# START OF Quoted text

Originally Posted by

**georgel** First of all, thank you for your responses.

This is what I did:

$\displaystyle u(x, y)=X(x)Y(y)$

$\displaystyle X''Y + Y''X=0$

$\displaystyle \frac{X''}{X}=-\frac{Y''}{Y}=-\lambda^2$, $\displaystyle \lambda \geq 0$

According to my textbook, we use $\displaystyle \lambda$ _squared_ because it's easier to work with it later, and the minus is according to the theorem of non-negativity of eigenvalues (I'm not sure that's the correct english term.) so basically, I'm checking $\displaystyle \lambda =0$ and $\displaystyle \lambda > 0$.

$\displaystyle \lambda=0$ gives me:

$\displaystyle X''=0$, that is, $\displaystyle X=Ax+B$.

$\displaystyle X(0)=0$ gives me $\displaystyle B=0$.

So, I have $\displaystyle X=Ax$, which is not a trivial solution. I get the same when I do it like you said, $\displaystyle X''+kX=0$.

What did I do wrong?

$\displaystyle \lambda>0$:

Characteristic equation:

$\displaystyle x^2=-\lambda^2$

$\displaystyle x=+- \sqrt{-\lambda^2}=+-i\lambda$

$\displaystyle X=Csin(\lambda x)+Dcos(\lambda x)$

$\displaystyle X(0)=0$ gives me $\displaystyle D=0$. So, $\displaystyle X=Csin(\lambda x)$.

I'm really confused, please help.

# END OF Quoted text

Please reproduce the forum post above on separating variables word for word, from "What did I do" up to and including "So, $\displaystyle X=Csin(\lambda x)$.".

# START OF Dataset extract

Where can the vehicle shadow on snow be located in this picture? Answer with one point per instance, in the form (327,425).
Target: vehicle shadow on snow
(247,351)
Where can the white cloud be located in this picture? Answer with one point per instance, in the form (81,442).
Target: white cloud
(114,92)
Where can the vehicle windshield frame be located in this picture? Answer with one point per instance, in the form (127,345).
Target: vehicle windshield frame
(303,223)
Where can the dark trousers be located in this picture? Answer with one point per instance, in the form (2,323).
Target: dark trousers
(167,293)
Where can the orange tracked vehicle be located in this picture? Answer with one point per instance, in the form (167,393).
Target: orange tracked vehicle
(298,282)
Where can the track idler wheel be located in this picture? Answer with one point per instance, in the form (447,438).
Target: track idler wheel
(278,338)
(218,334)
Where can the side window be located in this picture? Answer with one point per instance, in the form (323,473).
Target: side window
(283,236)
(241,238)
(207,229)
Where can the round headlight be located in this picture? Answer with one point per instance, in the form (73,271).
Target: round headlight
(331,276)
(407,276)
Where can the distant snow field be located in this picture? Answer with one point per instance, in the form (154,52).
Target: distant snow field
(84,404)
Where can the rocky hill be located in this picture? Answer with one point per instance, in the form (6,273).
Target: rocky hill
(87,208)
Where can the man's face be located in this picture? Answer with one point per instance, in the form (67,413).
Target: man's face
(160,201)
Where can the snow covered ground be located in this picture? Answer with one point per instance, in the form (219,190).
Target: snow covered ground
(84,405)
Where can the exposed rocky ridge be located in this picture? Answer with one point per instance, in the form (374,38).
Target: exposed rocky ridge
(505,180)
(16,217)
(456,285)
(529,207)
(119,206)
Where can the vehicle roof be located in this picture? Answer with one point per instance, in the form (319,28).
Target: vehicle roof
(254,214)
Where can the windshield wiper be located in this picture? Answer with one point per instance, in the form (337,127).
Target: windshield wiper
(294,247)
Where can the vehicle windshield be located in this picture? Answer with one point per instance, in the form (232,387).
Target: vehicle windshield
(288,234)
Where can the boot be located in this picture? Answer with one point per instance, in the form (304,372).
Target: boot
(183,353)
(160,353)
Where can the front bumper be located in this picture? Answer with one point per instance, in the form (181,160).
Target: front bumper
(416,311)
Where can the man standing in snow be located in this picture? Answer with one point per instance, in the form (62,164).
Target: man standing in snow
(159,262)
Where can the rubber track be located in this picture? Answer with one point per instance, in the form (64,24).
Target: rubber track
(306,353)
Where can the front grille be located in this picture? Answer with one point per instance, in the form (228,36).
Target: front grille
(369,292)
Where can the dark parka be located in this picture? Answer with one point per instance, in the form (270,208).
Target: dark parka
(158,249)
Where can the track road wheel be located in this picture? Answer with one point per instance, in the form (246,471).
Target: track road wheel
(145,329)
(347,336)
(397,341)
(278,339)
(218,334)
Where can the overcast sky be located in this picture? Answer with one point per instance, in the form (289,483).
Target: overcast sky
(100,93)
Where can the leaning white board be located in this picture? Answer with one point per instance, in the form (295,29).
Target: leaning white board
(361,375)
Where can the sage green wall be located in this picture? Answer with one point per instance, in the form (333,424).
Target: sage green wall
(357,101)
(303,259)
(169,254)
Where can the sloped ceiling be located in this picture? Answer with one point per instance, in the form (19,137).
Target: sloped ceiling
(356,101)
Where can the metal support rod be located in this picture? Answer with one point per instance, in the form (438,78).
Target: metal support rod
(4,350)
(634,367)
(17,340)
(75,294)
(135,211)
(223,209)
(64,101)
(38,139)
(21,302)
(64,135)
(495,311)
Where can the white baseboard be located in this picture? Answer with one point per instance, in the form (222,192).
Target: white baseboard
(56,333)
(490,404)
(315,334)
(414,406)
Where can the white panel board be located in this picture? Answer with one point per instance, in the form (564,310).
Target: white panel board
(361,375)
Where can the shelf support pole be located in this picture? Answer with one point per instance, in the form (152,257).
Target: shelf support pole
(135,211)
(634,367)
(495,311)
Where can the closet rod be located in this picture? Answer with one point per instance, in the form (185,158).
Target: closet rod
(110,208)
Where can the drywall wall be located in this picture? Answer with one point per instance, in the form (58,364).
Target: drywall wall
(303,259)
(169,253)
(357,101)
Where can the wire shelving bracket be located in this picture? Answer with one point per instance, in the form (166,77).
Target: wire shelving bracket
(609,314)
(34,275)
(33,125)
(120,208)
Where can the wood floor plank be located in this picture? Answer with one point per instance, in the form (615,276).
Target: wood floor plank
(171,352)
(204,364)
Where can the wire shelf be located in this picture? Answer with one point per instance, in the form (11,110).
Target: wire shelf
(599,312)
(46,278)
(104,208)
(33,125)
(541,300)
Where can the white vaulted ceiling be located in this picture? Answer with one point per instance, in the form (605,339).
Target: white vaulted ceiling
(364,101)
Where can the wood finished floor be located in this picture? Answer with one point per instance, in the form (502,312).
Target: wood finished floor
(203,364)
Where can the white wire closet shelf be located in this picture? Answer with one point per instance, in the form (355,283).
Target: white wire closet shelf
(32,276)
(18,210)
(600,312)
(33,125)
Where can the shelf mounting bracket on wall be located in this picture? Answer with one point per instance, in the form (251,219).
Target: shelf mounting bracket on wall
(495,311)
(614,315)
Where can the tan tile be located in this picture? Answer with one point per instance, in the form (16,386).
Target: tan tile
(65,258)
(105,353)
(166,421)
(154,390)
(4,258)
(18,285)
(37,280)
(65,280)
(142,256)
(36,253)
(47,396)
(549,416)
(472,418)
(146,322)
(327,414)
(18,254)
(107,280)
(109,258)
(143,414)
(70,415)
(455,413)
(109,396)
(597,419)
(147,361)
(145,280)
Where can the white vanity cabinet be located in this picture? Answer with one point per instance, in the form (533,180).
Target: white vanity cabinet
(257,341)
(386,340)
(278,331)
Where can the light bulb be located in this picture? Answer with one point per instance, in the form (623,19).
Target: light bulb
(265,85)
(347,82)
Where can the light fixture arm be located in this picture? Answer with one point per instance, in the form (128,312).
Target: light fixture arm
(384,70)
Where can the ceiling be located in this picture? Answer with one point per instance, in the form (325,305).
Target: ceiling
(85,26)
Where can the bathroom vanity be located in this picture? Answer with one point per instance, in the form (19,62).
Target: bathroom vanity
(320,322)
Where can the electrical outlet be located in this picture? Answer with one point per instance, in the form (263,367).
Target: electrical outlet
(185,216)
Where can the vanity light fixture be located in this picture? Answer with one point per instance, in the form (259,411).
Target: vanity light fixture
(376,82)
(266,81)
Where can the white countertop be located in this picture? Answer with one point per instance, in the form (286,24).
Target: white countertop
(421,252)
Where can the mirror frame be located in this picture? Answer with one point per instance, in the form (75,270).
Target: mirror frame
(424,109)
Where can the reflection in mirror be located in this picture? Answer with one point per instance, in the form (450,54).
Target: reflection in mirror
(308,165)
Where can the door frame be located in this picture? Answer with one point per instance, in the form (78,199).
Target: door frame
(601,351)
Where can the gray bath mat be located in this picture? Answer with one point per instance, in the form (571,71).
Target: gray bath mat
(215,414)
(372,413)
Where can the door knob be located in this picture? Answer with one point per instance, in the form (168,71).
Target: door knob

# END OF Dataset extract

Correct output >>
What did I do wrong?

$\displaystyle \lambda>0$:

Characteristic equation:

$\displaystyle x^2=-\lambda^2$

$\displaystyle x=+- \sqrt{-\lambda^2}=+-i\lambda$

$\displaystyle X=Csin(\lambda x)+Dcos(\lambda x)$

$\displaystyle X(0)=0$ gives me $\displaystyle D=0$. So, $\displaystyle X=Csin(\lambda x)$.